Change "seedling" to "sprout" in the lines starting with the first one and going on through the line with "point(987, 510)". Give back only those lines, with nothing else altered.

** Begin **

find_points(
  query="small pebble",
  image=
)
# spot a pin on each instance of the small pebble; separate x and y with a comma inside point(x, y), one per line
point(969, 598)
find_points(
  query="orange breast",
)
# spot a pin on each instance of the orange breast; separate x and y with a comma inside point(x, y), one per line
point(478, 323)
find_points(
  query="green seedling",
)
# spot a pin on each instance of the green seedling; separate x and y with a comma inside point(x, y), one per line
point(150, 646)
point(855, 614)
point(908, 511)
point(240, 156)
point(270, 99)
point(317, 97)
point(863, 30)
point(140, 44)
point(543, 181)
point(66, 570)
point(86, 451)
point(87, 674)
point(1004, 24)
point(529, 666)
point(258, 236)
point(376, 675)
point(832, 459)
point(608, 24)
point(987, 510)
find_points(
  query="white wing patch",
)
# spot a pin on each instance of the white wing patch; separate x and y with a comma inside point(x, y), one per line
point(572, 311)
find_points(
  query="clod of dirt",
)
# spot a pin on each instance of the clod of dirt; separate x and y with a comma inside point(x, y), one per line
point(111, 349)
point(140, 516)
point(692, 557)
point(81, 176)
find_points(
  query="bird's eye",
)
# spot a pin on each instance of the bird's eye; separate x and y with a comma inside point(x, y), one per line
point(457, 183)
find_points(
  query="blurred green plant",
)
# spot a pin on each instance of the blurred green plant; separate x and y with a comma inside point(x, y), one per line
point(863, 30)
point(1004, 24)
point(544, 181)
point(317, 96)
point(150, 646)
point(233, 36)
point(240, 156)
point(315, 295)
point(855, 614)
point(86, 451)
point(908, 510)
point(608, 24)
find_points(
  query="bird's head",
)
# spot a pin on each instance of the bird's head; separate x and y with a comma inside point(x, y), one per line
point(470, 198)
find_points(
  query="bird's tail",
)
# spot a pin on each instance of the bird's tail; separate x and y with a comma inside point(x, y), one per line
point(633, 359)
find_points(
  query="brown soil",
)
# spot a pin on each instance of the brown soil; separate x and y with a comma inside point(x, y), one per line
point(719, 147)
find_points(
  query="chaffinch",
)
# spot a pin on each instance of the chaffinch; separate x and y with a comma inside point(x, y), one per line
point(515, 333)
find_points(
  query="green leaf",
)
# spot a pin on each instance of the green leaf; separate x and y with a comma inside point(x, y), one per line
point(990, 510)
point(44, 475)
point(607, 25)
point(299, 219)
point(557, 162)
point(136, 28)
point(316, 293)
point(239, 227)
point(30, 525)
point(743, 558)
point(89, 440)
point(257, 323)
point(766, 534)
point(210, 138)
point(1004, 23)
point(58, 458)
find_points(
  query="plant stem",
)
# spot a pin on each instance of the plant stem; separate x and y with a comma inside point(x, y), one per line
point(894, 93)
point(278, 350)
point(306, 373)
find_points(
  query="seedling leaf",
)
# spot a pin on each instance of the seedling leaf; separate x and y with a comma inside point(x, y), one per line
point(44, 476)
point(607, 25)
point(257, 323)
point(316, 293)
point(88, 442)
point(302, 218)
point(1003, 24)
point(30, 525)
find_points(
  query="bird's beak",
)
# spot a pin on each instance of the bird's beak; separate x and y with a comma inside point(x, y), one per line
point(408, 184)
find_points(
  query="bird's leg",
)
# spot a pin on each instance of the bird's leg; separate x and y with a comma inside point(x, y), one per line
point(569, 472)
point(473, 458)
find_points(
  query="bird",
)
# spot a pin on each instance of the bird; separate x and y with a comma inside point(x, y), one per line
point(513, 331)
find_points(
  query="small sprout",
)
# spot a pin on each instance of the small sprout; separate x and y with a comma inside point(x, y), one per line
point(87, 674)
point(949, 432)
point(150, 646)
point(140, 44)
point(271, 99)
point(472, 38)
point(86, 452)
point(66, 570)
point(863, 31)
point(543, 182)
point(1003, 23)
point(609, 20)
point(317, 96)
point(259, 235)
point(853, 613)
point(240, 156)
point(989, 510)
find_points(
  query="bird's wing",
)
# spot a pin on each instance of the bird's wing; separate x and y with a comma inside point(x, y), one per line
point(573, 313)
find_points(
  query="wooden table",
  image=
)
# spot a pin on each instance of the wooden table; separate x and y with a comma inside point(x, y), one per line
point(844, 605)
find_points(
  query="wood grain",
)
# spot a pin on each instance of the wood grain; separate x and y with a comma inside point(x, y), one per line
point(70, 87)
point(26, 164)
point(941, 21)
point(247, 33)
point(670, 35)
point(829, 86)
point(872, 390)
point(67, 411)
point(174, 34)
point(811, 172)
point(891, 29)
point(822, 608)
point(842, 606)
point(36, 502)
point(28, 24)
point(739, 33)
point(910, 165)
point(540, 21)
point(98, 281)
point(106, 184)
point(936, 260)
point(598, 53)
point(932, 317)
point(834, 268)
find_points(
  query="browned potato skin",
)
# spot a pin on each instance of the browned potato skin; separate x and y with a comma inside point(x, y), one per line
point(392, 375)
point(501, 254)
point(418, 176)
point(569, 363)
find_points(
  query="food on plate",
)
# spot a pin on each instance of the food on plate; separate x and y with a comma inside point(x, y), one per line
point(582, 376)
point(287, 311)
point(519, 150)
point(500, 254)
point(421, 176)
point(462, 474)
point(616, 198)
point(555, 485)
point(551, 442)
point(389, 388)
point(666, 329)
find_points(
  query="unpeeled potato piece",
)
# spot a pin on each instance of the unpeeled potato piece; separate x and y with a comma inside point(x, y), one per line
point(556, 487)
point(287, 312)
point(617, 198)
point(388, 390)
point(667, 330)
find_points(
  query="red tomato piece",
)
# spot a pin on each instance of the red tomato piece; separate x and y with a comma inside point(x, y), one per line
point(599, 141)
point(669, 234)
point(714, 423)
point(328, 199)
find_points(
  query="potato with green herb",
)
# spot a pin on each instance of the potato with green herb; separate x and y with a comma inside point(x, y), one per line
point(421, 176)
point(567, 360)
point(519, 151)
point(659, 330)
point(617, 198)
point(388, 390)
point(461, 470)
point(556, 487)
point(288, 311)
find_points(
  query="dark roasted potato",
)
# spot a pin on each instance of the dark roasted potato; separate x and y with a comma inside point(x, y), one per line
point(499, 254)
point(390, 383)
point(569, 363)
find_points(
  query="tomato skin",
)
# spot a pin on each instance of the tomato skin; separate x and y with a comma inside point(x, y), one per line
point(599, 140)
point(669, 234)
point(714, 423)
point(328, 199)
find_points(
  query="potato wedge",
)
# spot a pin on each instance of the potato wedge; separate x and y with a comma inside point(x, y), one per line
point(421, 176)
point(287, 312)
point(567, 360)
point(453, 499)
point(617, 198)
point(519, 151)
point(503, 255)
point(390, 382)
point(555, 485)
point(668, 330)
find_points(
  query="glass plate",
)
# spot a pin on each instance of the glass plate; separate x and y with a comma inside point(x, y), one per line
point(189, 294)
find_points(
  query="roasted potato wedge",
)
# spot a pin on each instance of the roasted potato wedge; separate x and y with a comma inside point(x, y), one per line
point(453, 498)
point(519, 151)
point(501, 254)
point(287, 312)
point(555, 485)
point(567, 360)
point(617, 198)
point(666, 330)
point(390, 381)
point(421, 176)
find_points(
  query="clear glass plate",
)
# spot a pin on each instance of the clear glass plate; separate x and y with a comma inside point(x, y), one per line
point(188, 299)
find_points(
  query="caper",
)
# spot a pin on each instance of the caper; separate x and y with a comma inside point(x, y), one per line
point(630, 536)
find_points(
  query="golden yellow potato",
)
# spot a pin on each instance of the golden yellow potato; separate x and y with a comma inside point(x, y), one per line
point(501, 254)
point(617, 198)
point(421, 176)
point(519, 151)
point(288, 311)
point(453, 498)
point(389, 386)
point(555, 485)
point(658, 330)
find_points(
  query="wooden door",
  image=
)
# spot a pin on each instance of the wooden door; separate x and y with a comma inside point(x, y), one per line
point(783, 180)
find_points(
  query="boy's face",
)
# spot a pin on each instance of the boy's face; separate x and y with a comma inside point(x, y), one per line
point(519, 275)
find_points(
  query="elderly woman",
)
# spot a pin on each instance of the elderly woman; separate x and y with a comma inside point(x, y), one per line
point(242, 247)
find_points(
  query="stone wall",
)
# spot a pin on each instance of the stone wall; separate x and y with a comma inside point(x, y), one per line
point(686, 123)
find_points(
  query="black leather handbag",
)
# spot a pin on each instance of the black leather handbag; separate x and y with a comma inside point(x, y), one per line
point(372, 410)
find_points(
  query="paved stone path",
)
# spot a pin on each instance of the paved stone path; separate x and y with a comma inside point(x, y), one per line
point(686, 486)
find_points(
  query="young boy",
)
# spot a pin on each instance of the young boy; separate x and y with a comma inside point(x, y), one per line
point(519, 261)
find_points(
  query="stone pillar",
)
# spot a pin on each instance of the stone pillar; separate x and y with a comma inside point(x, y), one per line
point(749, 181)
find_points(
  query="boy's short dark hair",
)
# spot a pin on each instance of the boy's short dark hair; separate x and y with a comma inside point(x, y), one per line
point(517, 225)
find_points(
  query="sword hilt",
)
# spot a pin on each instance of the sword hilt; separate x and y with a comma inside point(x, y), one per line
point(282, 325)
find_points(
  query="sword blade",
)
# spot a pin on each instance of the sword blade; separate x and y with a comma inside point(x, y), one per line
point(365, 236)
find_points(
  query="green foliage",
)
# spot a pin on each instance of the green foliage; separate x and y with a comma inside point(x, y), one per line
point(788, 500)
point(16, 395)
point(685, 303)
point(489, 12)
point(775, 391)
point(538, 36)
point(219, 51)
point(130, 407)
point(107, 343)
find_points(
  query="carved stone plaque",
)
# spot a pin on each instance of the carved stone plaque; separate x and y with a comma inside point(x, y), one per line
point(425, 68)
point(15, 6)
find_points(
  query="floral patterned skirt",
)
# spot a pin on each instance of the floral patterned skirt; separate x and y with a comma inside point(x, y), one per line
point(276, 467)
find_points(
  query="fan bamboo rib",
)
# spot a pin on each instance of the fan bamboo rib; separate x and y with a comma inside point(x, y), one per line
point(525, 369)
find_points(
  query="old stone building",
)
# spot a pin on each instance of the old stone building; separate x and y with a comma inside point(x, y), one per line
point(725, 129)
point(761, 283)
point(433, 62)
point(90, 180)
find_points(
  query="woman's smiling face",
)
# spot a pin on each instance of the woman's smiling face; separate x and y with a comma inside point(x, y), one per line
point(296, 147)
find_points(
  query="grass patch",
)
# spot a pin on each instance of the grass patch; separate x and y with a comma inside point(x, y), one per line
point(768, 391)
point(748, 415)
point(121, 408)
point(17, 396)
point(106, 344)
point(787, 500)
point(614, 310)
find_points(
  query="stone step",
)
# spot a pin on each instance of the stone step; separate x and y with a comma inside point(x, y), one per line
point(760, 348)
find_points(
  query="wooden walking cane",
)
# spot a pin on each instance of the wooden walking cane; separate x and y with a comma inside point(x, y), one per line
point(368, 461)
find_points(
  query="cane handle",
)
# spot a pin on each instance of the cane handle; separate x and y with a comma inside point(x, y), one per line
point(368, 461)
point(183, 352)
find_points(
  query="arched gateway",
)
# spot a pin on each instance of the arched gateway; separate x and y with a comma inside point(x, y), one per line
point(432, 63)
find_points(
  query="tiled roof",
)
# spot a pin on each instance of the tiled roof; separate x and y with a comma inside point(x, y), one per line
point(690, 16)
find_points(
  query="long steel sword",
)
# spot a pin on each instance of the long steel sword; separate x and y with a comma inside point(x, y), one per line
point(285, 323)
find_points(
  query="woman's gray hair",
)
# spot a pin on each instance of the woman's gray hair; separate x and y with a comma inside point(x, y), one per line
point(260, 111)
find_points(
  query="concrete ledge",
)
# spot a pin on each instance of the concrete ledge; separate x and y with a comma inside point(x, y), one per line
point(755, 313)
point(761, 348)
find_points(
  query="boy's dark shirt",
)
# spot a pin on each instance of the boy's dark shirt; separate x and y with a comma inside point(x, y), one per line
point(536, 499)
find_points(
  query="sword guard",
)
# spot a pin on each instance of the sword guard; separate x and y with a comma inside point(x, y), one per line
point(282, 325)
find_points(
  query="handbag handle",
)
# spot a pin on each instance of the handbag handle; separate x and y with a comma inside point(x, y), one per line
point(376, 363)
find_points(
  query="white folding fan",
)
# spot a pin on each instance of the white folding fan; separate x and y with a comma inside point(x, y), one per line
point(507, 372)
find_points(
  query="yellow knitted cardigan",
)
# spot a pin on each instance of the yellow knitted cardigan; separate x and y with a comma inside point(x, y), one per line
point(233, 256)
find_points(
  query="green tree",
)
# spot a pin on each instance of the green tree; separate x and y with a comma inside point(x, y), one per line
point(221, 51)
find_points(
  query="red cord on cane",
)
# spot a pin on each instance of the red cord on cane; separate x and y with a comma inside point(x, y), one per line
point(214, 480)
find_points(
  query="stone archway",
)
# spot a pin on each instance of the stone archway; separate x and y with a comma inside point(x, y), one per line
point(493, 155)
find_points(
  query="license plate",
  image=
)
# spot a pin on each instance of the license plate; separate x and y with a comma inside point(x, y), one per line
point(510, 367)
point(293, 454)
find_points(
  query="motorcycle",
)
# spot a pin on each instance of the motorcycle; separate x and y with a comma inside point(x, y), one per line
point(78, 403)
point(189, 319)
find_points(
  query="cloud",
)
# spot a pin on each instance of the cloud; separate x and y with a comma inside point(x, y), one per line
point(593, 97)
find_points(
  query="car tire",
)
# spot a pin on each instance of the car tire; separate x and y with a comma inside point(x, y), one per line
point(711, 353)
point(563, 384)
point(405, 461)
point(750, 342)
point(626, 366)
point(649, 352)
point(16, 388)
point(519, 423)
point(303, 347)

** End **

• Output of the exercise:
find_points(
  query="small pebble",
  image=
)
# spot a pin on each instance of the small pebble; separate x and y with a comma inside point(x, y), one per line
point(969, 598)
find_points(
  query="orange breast",
)
# spot a pin on each instance of the orange breast; separate x and y with a comma inside point(x, y), one per line
point(478, 323)
find_points(
  query="green sprout",
)
# spot a pin on each instance of the green sprout; separate x and y with a comma inside point(x, y), one per line
point(150, 646)
point(855, 614)
point(908, 511)
point(240, 156)
point(270, 99)
point(317, 97)
point(863, 30)
point(140, 44)
point(543, 181)
point(66, 570)
point(86, 451)
point(87, 674)
point(1004, 24)
point(529, 666)
point(258, 236)
point(376, 675)
point(832, 459)
point(608, 24)
point(987, 510)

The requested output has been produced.